▶ To do:
Copy the passage of the housing recommendations below word for word, starting at "The study recommends" and ending at "of affordable housing.".

▶ Text for analysis:
----------------
The study recommends the following:

  • Establish an Ulster County Housing Task Force: Municipal policies and actions are key to achieving housing goals. A county-level housing task force would support municipal housing efforts and facilitate the development of affordable housing.
  • Establish partnerships and collaborate with developers for scattered site redevelopment: Throughout Ulster County, there are vacant housing units and parcels/lots that offer one possible housing solution in a market where supply and rising prices are an issue. The Ulster County Housing Task Force working with County departments should identify and inventory these sites. Once identified the County should create a portfolio of scattered site development, redevelopment, and/or adaptive reuse housing opportunities to offer to developers. 
  • Increase the supply of supportive and transitional housing in Ulster County: Supportive and transitional housing is of critical importance in Ulster County. Transitional housing is housing designed to help break the cycle of homelessness and poverty by providing affordable units with onsite services. The County should help identify appropriate locations for this type of housing and consider offering incentives to communities where these are sited.
----------------
▶ Entries shown:

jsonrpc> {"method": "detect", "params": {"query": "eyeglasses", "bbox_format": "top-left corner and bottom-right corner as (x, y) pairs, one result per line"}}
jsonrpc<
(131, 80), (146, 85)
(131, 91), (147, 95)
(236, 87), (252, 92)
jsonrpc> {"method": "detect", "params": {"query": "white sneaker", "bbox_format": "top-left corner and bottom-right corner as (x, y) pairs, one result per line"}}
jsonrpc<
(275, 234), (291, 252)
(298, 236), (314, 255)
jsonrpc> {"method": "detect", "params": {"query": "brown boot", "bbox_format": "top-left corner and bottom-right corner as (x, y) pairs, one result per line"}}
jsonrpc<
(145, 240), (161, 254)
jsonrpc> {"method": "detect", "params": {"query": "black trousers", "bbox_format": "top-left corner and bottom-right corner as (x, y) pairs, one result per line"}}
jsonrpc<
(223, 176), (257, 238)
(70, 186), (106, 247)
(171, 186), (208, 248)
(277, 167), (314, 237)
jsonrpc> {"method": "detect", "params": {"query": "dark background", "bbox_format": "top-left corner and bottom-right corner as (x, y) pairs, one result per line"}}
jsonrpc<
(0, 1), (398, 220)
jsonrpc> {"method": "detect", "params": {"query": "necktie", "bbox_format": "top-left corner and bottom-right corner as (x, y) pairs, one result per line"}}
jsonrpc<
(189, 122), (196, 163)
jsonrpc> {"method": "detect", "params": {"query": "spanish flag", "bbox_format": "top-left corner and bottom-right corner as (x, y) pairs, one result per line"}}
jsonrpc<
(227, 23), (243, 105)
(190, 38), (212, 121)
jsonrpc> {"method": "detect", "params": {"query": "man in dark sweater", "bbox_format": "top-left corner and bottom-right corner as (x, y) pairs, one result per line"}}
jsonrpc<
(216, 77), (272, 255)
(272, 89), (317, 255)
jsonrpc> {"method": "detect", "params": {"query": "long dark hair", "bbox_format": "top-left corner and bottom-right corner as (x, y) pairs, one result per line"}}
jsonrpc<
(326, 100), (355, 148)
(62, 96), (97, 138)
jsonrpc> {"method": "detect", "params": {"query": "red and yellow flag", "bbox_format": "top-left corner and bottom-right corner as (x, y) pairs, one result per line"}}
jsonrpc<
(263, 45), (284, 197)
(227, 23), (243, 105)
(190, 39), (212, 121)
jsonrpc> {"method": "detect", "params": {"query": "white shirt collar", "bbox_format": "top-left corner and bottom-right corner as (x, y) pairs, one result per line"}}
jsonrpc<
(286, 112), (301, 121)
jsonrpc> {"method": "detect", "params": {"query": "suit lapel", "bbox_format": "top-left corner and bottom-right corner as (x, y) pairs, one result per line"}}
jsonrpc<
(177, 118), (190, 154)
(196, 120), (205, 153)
----------------
▶ Expected output:
The study recommends the following:

  • Establish an Ulster County Housing Task Force: Municipal policies and actions are key to achieving housing goals. A county-level housing task force would support municipal housing efforts and facilitate the development of affordable housing.